What is asked
Can you retype only the lines from the one with "target | rheem logo" through the final line of the material, exactly as given?
++++++++
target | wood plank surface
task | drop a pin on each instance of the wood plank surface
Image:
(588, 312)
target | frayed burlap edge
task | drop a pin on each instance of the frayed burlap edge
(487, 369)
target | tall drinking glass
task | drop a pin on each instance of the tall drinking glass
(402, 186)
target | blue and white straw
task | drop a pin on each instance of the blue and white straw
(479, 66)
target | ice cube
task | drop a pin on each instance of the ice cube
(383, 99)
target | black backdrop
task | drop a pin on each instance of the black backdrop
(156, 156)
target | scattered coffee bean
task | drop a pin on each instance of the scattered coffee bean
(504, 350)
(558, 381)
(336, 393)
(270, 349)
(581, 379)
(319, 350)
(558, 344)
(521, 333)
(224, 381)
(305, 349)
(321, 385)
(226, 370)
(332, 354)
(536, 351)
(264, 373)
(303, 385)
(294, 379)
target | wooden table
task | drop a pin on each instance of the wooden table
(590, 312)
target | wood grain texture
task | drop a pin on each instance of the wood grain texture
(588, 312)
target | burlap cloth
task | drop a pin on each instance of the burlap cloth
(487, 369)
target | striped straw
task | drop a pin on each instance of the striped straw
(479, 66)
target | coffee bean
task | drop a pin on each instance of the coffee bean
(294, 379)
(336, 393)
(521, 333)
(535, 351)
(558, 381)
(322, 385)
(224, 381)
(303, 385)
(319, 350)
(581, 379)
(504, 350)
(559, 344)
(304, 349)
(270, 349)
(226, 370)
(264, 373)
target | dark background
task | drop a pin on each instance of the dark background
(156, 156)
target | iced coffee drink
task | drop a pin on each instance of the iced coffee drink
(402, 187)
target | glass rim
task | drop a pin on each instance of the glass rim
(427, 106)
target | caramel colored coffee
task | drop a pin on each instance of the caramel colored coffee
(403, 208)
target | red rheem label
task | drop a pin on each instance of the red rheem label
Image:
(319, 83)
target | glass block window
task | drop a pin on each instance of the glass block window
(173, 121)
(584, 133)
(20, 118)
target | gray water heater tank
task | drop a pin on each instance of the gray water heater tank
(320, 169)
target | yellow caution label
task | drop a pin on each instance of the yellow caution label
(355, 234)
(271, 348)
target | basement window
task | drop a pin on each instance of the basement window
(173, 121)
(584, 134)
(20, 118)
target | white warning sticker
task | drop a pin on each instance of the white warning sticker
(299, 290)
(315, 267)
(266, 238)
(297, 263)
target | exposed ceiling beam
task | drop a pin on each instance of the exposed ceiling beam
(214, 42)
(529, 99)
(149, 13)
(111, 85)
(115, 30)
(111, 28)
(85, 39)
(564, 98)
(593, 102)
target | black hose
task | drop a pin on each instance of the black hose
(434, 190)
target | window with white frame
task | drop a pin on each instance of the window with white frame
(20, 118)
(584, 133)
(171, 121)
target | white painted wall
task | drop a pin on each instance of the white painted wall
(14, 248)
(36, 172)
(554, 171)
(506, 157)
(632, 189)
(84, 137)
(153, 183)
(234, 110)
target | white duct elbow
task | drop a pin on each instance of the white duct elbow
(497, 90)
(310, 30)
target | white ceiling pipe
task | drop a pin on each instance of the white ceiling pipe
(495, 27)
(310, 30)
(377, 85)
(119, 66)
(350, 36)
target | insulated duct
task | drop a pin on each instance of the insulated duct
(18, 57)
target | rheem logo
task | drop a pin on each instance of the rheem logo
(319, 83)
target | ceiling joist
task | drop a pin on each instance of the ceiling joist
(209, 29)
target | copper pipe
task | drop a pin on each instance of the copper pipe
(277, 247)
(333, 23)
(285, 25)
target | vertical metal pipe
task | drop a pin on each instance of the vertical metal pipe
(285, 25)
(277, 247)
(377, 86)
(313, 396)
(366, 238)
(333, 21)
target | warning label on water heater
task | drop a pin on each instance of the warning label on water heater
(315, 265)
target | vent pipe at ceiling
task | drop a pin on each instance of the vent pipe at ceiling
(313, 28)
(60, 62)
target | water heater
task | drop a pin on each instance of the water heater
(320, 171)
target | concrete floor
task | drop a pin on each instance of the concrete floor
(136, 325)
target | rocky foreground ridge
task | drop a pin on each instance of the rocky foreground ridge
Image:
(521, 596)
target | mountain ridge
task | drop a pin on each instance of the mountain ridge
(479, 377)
++++++++
Response to the task
target | rheem logo
task | drop a pin on each instance of the rheem logo
(319, 83)
target | ceiling joist
task | drop a pin on each instance of the ceiling joist
(209, 29)
target | copper pipe
task | drop a pin on each instance of the copper pipe
(277, 247)
(333, 23)
(285, 25)
target | vertical metal pipe
task | drop a pin on each instance of the vertical metal pipe
(285, 25)
(277, 247)
(377, 86)
(313, 396)
(366, 238)
(333, 21)
target | warning label on water heater
task | drop a pin on each instance of the warning label on water heater
(315, 265)
target | vent pipe at ceiling
task | drop a pin on each instance of the vent pipe at ceiling
(313, 28)
(60, 62)
target | water heater
task | drop a pin on each instance of the water heater
(320, 171)
target | concrete floor
task | drop a pin on each instance of the concrete floor
(136, 325)
target | rocky foreground ridge
task | drop a pin on each instance of the rocky foreground ridge
Image:
(521, 596)
target | mountain ridge
task | drop a pin on each instance of the mountain ridge
(479, 377)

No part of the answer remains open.